___ Dataset excerpts ___
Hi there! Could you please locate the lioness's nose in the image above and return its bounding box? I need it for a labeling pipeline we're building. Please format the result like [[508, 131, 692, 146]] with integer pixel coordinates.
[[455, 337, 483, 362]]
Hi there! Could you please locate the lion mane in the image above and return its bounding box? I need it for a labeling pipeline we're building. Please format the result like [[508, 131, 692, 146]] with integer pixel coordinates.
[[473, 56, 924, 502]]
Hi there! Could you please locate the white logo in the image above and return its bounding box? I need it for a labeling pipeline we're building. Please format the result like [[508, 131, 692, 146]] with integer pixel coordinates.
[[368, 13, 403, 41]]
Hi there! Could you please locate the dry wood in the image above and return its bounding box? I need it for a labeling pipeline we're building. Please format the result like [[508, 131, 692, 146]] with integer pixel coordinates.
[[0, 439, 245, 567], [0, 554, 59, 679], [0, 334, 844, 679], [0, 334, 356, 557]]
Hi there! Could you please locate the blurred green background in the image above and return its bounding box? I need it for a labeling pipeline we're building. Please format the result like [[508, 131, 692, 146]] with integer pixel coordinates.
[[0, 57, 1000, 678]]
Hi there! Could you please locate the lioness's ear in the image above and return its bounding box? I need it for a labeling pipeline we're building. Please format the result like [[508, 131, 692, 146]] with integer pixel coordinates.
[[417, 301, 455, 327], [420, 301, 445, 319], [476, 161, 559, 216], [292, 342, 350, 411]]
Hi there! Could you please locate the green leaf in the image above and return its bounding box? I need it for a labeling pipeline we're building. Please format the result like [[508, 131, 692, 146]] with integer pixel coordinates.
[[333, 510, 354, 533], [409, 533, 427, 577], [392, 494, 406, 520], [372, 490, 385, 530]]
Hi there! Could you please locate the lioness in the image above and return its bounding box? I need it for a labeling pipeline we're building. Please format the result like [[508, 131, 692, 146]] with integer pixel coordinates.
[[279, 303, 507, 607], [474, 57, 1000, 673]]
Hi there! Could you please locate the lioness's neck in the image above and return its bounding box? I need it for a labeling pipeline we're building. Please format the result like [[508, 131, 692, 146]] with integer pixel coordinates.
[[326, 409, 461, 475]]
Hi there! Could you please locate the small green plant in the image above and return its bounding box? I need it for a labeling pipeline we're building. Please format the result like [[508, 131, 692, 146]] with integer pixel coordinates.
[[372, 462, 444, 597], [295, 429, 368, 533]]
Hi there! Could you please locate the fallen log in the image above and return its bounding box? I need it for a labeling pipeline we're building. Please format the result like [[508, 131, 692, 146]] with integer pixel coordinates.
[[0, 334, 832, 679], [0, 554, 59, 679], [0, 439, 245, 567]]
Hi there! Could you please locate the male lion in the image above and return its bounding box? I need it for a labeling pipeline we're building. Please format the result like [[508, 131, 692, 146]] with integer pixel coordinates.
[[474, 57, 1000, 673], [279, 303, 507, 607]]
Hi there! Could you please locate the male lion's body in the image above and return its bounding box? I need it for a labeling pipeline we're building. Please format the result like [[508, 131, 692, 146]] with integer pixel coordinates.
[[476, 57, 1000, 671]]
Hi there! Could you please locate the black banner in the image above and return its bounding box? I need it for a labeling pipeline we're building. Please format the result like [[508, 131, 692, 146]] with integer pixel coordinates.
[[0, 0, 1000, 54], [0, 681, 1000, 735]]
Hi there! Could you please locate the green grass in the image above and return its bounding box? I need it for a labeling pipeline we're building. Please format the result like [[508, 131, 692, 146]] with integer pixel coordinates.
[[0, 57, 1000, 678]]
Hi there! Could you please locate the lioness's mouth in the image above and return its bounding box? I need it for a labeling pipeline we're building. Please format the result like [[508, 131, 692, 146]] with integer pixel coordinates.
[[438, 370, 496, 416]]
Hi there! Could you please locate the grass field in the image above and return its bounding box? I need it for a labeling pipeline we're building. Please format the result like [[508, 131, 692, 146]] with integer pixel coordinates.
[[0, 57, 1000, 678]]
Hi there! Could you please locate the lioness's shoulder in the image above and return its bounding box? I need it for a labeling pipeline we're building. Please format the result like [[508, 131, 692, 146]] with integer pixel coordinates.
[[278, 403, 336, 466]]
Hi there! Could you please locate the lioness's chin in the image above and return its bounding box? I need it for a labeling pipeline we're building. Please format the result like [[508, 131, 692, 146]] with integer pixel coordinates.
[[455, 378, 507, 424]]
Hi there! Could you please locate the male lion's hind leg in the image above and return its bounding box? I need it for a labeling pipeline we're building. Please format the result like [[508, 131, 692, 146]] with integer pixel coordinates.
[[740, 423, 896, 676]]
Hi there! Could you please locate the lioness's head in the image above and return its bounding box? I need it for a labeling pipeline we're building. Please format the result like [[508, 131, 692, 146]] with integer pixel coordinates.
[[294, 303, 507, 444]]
___
Reproduce everything from the line containing "Hi there! Could you please locate the fallen" down to the line containing "[[474, 57, 1000, 673], [279, 303, 507, 607]]", with both of those lines included.

■ Output for this exercise
Hi there! Could you please locate the fallen log in the image above and return its bounding box? I need it for a labeling pipeline we're building. Please format the result like [[508, 131, 692, 146]] with integer pixel coordinates.
[[0, 334, 832, 679], [0, 554, 59, 679], [0, 439, 245, 567]]
Hi there! Could you please locate the male lion in the image above and return its bounding box? I need it for a labeling pipeline we're building. Please format the result like [[508, 131, 692, 146]] with integer pixel coordinates.
[[474, 57, 1000, 673], [279, 303, 507, 607]]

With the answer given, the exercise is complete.